* [INSTRUCTIONS TO FOLLOW]: Search the listing below for the line containing "Can you see the green". From there through the line containing "Can you see the wispy", transcribe every line exactly, both ends included.

LISTED ENTRIES START

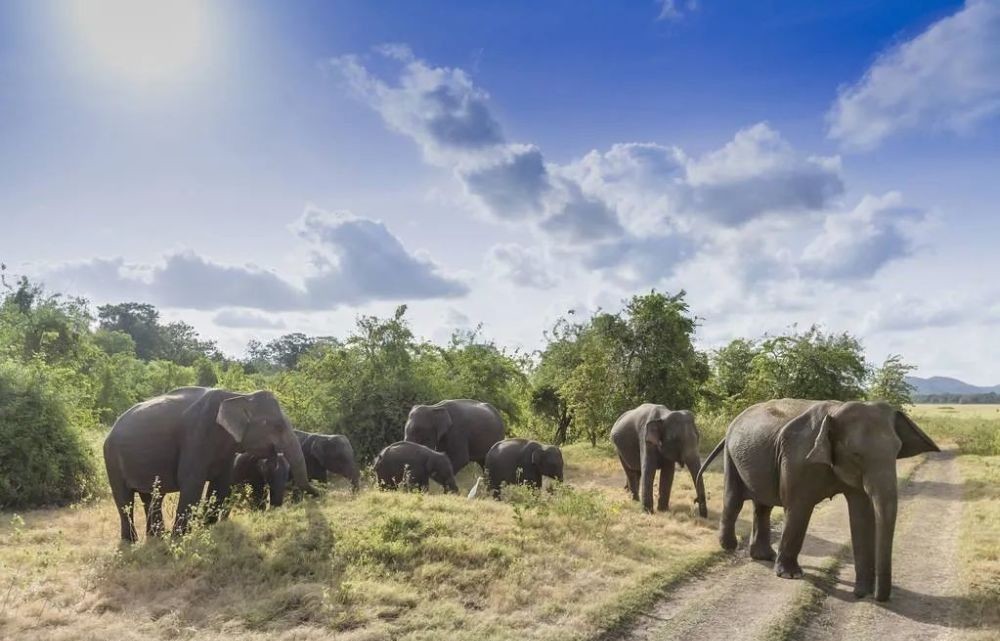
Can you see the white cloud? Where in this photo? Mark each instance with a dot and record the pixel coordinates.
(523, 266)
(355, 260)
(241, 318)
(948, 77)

LISTED ENTRIES END
LISTED ENTRIES START

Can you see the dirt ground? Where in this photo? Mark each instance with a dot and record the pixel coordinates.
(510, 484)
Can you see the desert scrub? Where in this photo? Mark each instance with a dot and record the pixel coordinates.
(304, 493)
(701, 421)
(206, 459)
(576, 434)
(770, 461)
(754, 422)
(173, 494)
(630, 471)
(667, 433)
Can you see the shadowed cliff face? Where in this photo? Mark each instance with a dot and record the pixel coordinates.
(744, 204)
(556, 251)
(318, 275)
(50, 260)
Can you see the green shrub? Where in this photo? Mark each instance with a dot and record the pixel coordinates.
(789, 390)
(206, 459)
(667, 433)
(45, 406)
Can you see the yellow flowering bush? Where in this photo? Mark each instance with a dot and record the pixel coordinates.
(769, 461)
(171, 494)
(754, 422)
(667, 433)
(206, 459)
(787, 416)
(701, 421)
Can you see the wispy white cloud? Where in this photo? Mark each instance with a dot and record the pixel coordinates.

LISTED ENTRIES END
LISTED ENTRIES START

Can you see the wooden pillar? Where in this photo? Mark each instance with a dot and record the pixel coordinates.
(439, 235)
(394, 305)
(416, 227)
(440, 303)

LISTED ENTRIES END

* [WRITTEN SOLUTION]:
Can you see the green shrub? Where in this photo? Mark each instance with a dot and record the pixel coordinates.
(789, 390)
(206, 459)
(667, 433)
(45, 406)
Can you see the yellow flowering bush? Where in this photo? Mark each instance with a dot and record the pixel coordinates.
(769, 461)
(171, 494)
(754, 422)
(667, 433)
(206, 459)
(787, 416)
(701, 421)
Can you see the wispy white cloud? Where in this photo? Mark each instance with a dot and record the pixel coordinates.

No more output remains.